TO BE DONE: Copy only this range: the line with "Mark the saddle blanket" through the final line of the material, inclusive at both ends.
** Begin **
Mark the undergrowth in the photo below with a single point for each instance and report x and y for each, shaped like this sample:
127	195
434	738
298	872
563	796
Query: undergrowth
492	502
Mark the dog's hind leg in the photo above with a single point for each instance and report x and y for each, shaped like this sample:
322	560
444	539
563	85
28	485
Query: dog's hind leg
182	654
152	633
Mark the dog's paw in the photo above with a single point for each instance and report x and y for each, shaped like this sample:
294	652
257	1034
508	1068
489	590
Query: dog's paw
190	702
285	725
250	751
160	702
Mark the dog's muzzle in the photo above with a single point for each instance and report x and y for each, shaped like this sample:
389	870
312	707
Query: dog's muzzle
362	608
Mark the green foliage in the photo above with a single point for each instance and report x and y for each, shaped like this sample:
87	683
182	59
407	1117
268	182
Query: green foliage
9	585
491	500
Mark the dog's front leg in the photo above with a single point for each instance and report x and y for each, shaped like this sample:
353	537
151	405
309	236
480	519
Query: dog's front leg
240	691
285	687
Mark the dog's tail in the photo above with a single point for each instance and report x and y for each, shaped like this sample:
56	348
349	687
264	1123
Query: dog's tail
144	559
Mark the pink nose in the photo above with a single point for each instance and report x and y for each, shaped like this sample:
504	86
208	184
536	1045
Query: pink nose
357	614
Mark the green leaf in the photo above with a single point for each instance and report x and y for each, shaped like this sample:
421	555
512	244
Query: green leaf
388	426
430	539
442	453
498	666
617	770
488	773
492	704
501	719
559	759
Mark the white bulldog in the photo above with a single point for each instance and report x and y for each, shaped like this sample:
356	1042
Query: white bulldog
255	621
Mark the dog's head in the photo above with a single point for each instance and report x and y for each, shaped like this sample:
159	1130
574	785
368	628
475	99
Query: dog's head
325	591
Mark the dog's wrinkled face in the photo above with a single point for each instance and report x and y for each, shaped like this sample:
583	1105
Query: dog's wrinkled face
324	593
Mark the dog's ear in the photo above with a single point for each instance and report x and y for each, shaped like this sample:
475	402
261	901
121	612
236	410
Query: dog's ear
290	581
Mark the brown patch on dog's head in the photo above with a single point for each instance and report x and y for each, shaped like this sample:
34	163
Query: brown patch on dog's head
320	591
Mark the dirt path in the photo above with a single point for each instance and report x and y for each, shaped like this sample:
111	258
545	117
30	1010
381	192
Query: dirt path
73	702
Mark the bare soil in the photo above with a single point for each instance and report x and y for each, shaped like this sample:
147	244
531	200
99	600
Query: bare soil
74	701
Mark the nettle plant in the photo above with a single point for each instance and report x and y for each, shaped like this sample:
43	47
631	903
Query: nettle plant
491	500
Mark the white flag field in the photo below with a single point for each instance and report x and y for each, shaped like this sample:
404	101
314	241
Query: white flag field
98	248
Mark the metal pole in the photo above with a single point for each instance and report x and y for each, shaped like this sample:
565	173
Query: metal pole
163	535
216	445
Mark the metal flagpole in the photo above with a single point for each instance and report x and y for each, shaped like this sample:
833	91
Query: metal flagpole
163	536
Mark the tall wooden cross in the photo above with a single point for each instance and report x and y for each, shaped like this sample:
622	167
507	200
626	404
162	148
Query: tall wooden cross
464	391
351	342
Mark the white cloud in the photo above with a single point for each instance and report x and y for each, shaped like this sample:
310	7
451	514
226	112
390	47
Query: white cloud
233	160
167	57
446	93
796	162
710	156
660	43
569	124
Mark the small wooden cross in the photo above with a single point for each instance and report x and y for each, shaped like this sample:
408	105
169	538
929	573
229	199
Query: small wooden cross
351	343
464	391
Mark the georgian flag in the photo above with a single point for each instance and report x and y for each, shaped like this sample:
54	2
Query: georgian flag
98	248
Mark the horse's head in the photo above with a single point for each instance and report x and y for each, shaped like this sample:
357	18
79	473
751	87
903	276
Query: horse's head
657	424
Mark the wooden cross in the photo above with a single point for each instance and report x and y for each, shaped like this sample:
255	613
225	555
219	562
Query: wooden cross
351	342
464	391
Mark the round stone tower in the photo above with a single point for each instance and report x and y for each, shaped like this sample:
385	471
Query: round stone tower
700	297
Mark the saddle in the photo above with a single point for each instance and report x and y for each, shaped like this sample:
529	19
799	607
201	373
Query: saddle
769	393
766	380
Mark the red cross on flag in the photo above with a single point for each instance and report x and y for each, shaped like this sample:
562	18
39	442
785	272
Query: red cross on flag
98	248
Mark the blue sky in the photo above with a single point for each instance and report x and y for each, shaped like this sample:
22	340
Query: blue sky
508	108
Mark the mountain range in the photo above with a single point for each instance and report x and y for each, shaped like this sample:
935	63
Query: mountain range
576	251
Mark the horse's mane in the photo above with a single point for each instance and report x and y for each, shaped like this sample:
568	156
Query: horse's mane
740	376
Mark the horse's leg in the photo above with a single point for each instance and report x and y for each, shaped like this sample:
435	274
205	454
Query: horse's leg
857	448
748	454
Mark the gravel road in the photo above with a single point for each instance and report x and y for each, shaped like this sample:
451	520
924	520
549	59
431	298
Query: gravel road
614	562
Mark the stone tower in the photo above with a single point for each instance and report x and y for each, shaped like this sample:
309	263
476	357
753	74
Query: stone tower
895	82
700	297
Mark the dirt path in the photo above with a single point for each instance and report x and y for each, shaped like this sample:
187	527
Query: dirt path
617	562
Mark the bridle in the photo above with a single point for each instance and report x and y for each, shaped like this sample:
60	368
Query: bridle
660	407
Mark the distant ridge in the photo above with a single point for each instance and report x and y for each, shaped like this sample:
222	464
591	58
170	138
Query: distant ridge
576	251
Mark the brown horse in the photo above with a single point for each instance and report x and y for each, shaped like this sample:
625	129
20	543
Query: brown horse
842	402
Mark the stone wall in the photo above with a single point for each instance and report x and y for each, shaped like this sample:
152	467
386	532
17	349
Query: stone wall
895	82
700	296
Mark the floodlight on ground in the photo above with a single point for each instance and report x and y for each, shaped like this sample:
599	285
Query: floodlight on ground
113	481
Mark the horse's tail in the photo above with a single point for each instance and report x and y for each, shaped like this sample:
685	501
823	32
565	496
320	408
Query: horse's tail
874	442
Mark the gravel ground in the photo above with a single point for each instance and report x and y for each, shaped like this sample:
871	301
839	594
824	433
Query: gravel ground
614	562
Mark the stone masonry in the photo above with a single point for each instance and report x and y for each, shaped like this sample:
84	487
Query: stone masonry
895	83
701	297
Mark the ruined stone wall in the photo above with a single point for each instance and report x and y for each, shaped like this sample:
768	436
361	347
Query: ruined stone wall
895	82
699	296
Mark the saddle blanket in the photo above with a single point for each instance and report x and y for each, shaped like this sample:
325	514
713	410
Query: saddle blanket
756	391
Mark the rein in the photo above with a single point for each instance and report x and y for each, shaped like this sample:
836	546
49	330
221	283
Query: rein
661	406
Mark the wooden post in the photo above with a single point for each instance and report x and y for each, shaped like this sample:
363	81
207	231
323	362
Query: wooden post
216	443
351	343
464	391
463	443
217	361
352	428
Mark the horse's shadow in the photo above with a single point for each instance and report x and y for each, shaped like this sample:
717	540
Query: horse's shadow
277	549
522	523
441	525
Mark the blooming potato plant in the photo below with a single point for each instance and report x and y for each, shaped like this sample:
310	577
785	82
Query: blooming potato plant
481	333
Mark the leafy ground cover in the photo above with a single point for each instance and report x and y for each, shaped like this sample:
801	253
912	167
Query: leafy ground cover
** End **
REPLY TO THE TASK:
Mark the saddle blanket in the photo above with a single point for each instance and report x and y for each, shaped like this sample:
325	514
713	410
Query: saddle blanket
756	391
Mark the rein in the photo above with a single point for each instance and report x and y for each, shaped like this sample:
836	546
49	330
221	283
Query: rein
661	406
Mark the wooden post in the photo above with a single point for each instance and report x and y for each, shaped like this sample:
363	81
207	231
323	362
Query: wooden post
216	443
351	343
464	391
463	443
217	361
352	428
Mark the horse's shadow in the photo above with a single point for each instance and report x and y for each, shaped like this sample:
717	540
Query: horse's shadow
277	549
522	523
441	525
Mark the blooming potato plant in the photo below with a single point for each instance and report x and y for each, shaped like this sample:
310	577
785	82
Query: blooming potato plant
481	333
Mark the leafy ground cover in the photo above with a single point for each instance and report x and y for each, shaped like this sample:
801	253
912	167
Query: leafy ground cover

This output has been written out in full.